Change every "set a dot" in the records below to "place a marker" and write the records out again with nothing else altered. Leave the pictures out.

--- DATA TO PROCESS ---
[start]

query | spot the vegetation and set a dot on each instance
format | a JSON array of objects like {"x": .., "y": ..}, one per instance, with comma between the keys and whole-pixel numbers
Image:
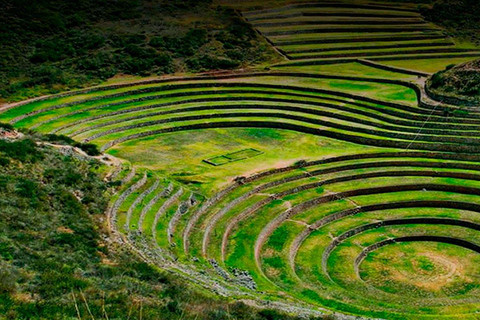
[
  {"x": 54, "y": 256},
  {"x": 461, "y": 82},
  {"x": 459, "y": 17},
  {"x": 52, "y": 46},
  {"x": 330, "y": 182}
]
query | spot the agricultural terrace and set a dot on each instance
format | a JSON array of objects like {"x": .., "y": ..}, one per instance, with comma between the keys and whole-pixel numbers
[
  {"x": 335, "y": 187},
  {"x": 323, "y": 33}
]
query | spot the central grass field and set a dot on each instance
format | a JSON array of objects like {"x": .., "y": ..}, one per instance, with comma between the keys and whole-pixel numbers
[{"x": 331, "y": 183}]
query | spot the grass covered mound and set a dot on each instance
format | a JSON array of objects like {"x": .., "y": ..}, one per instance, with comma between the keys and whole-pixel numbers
[
  {"x": 457, "y": 84},
  {"x": 54, "y": 260}
]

[end]

--- WORKED SOLUTION ---
query | spot the vegetation and place a marker on each instance
format | a JSON array of objects like {"x": .., "y": ..}, one per instance, with comma between the keys and whole-pixel numbers
Image:
[
  {"x": 54, "y": 256},
  {"x": 461, "y": 82},
  {"x": 459, "y": 17},
  {"x": 52, "y": 46},
  {"x": 330, "y": 182}
]
query | spot the agricultural terrace and place a marker on each instance
format | a JSON array of objects like {"x": .., "y": ..}, one per instance, with comma between the keys and whole-pixel numbers
[
  {"x": 335, "y": 187},
  {"x": 323, "y": 33}
]
query | spot the central grass field and place a marker on each instance
format | a JSON array of objects like {"x": .., "y": ..}, one per instance, with comma between the keys and whole-pixel numbers
[{"x": 331, "y": 183}]
query | spot the grass covered mound and place a marker on each instance
format | a JSON array of objects like {"x": .., "y": ..}, one per instance, with comma between the keys and whole-pixel numbers
[
  {"x": 457, "y": 84},
  {"x": 54, "y": 260}
]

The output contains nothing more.